■ Excerpt ■
Positive side: the G4 iMac will be as cheap as chips if this DOES take off, so I can invest in one for my mum . Then the Macs will outnumber the PCs in the house four to three.


----------



## Browni (Sep 1, 2004)

I disagree, the new imac is built around the best selling monitor, 17". It would look like the HP white monstrosity. I like the metal stand, you could say that the arm on the g4 imac was 'pro'?


----------



## mdnky (Sep 1, 2004)

Looks like my dream of converting our office to Mac only computers is going to become a reality now...just waiting for VPC7 to be released.


----------



## diablojota (Sep 1, 2004)

mdnky said:
			
		

> Looks like my dream of converting our office to Mac only computers is going to become a reality now...just waiting for VPC7 to be released.


I hear VPC7 is already available for order.  So now there is no reason to change.


----------



## owaters (Sep 1, 2004)

I am really not a fan of the design. I'm personally disappointed.


----------



## fryke (Sep 1, 2004)

I like the design. It's "the original Mac" brought to the times of flat displays. I'm a notebook man, though, and would only buy a desktop Mac if it actually _didn't_ include a screen... Would make my home entertainment system - but the PowerMac's too big for that. Maybe I should just give up on the thought that Apple might ever consider to bring out a cheap desktop model again and get a Cube with an 1.5 GHz upgrade card... Although I guess I won't get _that_ cheap enough either...

Records from a collection:
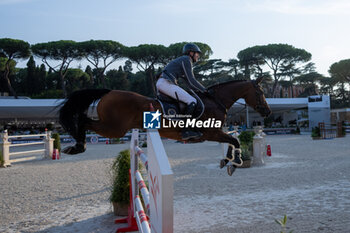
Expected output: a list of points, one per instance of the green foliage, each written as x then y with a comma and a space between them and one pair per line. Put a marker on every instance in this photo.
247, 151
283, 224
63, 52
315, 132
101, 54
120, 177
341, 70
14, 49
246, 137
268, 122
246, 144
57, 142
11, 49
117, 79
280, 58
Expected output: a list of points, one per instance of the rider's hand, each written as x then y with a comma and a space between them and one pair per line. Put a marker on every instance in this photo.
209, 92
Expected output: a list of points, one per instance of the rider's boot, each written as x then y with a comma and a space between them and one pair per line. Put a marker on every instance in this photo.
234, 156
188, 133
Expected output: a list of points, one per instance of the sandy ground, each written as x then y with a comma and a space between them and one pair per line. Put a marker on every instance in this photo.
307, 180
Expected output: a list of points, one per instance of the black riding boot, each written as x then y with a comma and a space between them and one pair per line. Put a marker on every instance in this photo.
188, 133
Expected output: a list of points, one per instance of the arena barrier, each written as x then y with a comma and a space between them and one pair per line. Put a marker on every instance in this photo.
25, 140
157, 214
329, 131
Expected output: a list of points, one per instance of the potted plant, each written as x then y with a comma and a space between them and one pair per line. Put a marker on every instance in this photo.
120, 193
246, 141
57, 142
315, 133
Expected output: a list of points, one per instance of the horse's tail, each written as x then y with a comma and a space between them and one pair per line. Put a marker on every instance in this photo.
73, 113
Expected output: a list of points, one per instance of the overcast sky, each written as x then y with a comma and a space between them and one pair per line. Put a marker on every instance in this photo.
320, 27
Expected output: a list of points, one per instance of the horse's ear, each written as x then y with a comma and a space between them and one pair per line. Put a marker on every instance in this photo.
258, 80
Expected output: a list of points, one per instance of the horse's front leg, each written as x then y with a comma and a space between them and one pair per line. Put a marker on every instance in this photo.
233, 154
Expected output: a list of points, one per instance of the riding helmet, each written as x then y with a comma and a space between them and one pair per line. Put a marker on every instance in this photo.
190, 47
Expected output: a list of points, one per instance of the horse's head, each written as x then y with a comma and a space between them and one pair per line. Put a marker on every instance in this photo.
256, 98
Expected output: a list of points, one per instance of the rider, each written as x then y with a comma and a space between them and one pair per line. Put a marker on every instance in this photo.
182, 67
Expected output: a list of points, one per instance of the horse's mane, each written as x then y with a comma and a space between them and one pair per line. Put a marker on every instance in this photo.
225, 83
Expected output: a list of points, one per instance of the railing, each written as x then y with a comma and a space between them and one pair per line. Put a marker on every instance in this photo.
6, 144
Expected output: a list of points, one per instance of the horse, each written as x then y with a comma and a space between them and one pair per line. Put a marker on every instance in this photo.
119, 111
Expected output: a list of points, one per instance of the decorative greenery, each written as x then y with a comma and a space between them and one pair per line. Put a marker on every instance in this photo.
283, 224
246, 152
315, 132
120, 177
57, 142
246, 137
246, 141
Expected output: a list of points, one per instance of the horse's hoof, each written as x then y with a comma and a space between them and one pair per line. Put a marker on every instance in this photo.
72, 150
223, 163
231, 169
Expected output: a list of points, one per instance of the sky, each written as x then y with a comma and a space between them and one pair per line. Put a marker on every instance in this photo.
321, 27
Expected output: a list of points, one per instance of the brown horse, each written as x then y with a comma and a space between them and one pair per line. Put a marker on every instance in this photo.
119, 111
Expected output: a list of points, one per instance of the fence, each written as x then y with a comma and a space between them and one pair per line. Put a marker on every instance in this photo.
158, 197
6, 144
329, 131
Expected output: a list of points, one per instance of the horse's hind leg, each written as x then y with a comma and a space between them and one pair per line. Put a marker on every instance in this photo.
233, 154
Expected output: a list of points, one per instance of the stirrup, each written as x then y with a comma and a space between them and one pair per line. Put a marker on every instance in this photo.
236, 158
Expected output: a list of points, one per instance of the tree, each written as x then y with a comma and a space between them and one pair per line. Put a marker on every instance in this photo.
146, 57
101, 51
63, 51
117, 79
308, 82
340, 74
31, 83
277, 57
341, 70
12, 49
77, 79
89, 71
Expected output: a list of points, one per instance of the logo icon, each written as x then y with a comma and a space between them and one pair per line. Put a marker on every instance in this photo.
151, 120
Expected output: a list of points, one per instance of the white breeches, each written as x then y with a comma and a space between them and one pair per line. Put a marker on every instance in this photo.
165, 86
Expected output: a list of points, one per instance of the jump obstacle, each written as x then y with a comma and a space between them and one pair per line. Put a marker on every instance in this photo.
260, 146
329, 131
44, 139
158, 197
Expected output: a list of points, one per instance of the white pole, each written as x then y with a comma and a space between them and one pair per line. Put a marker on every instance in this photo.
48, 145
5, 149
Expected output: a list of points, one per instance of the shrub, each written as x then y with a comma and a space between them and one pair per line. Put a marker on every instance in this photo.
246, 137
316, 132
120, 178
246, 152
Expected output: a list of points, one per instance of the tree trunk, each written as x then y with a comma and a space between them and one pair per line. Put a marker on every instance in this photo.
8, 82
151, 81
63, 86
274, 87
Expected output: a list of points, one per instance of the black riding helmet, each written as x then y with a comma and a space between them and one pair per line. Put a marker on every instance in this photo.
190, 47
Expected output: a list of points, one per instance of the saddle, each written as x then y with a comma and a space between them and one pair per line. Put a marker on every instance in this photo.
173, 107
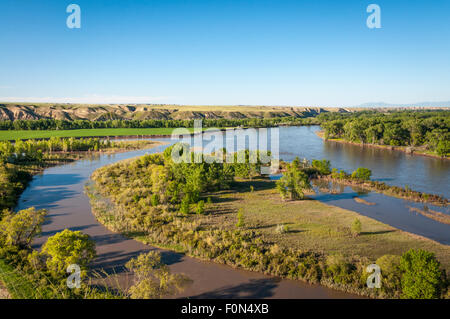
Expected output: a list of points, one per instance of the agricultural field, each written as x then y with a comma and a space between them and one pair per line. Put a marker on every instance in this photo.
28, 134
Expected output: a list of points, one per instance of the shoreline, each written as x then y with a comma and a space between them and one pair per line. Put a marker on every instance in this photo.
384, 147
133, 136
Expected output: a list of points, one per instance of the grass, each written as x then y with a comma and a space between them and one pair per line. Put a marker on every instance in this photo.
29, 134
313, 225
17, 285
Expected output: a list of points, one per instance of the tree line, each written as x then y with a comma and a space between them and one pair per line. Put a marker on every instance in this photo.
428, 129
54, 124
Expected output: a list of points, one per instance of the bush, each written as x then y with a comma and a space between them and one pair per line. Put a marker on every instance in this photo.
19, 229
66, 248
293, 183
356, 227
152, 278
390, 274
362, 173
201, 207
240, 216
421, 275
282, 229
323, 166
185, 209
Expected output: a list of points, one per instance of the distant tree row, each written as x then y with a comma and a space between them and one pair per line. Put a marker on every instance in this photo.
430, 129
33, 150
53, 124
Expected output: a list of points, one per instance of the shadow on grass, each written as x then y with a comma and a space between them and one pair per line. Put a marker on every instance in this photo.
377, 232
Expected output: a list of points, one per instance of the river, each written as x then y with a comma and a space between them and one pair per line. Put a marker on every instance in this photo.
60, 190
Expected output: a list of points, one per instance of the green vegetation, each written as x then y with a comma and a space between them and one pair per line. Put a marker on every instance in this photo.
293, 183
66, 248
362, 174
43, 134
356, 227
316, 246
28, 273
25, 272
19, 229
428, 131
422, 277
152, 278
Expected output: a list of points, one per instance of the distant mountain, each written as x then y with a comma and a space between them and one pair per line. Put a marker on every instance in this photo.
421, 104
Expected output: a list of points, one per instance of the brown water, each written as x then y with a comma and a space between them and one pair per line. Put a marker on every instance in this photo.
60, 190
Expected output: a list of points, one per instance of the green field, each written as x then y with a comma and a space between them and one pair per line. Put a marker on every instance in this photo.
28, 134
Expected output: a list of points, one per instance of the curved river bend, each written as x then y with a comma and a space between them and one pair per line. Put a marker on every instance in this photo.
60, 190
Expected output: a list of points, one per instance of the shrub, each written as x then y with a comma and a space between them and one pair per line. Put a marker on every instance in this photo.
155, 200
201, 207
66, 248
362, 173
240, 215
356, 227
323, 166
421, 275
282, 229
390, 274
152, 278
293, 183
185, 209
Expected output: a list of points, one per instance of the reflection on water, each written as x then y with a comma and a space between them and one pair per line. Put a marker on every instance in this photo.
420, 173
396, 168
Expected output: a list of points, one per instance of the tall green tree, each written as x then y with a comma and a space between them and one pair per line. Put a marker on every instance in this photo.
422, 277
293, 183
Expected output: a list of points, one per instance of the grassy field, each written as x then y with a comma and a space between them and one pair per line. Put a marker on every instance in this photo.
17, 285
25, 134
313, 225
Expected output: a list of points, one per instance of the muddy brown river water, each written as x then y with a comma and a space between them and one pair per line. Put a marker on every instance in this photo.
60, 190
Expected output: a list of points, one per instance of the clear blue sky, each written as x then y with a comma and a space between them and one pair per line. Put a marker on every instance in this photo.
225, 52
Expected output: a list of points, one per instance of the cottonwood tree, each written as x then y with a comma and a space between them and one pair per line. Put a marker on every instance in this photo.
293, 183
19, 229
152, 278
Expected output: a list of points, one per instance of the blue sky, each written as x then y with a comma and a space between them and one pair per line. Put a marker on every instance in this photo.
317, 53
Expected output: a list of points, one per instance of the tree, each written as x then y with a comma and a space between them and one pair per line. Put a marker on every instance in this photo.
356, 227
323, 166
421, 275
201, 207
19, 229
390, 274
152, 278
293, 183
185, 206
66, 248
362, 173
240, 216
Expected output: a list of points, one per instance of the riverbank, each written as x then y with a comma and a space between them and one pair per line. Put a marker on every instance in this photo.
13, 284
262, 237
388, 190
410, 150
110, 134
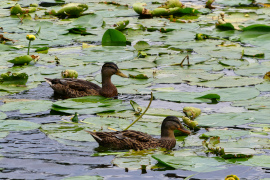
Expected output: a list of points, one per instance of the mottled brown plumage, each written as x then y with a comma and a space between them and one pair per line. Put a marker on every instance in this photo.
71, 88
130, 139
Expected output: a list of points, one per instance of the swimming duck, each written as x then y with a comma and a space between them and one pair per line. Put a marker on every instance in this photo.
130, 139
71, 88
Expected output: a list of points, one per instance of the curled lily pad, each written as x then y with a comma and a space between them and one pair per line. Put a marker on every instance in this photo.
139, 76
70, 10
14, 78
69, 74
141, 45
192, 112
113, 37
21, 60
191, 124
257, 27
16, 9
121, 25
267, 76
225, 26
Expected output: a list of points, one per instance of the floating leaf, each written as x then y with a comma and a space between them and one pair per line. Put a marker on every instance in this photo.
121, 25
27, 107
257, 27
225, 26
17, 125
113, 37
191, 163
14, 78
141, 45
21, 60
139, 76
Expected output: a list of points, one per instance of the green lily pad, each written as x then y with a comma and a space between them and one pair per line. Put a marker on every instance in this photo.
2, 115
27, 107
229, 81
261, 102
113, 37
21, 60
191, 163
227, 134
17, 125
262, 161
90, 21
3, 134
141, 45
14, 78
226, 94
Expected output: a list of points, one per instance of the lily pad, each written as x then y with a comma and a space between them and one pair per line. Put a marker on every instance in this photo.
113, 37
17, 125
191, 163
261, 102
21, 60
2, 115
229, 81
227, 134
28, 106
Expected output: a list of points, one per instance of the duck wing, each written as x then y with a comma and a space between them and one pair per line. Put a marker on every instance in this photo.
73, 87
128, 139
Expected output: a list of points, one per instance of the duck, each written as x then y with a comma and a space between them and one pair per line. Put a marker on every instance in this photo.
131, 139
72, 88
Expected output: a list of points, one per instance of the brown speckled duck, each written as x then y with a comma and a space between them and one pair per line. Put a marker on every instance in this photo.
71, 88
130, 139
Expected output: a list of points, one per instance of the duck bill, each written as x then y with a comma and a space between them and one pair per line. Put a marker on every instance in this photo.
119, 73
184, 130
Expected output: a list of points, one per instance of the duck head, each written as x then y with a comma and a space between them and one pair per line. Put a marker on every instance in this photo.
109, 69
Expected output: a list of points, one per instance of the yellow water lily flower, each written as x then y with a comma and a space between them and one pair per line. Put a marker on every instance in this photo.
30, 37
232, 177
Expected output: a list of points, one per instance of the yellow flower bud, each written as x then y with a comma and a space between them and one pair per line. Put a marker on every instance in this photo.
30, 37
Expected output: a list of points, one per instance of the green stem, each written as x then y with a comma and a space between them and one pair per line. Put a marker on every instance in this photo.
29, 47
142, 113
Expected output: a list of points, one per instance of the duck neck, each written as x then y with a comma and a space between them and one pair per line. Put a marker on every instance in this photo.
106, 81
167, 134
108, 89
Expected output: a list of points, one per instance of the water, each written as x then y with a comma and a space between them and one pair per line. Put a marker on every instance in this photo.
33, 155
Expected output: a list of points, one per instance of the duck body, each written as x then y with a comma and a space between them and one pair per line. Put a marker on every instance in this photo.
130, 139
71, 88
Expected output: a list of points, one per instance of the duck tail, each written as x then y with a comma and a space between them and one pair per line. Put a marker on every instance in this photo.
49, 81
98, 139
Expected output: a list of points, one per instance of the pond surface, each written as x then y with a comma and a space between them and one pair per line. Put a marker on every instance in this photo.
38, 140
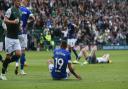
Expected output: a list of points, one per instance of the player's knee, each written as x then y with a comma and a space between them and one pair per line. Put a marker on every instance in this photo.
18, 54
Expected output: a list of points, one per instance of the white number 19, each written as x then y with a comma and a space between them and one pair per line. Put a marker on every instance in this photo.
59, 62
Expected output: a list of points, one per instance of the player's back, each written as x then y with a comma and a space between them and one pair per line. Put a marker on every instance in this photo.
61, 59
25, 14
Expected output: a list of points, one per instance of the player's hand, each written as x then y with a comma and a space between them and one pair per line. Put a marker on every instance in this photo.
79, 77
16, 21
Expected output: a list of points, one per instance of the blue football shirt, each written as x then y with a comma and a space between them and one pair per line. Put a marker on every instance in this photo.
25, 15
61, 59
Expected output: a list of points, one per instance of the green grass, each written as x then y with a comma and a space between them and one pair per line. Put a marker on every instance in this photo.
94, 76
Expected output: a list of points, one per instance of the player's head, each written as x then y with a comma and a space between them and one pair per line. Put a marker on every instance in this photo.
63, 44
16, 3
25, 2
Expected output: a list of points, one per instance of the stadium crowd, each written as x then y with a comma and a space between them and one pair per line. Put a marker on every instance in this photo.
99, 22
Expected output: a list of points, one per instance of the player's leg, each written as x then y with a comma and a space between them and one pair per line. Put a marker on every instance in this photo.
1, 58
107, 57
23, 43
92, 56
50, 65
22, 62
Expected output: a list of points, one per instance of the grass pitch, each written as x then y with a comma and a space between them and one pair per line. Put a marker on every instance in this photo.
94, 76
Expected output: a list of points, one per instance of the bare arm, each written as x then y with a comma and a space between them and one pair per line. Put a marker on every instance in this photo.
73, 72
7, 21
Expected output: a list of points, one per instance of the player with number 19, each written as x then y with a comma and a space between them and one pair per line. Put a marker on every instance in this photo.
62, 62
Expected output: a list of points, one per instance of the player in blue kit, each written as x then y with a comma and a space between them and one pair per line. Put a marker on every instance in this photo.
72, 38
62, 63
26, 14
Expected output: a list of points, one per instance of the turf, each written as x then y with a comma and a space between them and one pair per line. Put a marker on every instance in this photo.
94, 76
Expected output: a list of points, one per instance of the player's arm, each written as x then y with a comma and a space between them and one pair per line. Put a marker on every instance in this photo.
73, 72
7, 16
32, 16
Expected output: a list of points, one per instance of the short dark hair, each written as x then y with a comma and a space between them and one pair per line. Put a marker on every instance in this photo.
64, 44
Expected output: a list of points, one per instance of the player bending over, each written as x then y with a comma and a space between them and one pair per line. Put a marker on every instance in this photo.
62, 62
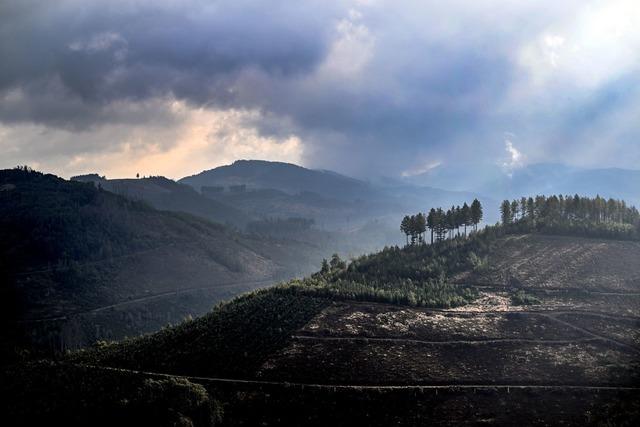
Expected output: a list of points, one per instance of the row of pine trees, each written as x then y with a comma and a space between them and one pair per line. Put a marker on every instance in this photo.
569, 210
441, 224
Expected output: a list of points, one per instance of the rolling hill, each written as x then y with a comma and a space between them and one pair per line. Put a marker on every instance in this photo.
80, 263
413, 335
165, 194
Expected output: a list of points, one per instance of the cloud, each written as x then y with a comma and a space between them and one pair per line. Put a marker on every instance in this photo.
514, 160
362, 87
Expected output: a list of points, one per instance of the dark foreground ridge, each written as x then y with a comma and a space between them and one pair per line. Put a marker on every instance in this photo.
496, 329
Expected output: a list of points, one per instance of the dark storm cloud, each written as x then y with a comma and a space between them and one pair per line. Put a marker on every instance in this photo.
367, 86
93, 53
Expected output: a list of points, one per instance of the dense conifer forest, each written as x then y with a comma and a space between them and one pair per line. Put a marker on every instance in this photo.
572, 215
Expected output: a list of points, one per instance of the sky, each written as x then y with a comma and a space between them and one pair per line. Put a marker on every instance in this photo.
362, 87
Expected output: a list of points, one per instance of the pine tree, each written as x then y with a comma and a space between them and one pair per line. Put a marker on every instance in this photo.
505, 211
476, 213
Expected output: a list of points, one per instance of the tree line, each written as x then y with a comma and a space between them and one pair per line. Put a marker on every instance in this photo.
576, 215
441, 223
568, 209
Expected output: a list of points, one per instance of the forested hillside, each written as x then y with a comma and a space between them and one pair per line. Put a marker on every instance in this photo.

■ Challenges ■
[a] In the forum thread, what is mdnky waiting for before converting the office to Mac-only computers?
[b] Copy the stretch of the forum thread from "I disagree, the" through "mdnky (Sep 1, 2004)".

■ Solution list ■
[a] VPC7 to be released.

[b]
I disagree, the new imac is built around the best selling monitor, 17". It would look like the HP white monstrosity. I like the metal stand, you could say that the arm on the g4 imac was 'pro'?


----------



## mdnky (Sep 1, 2004)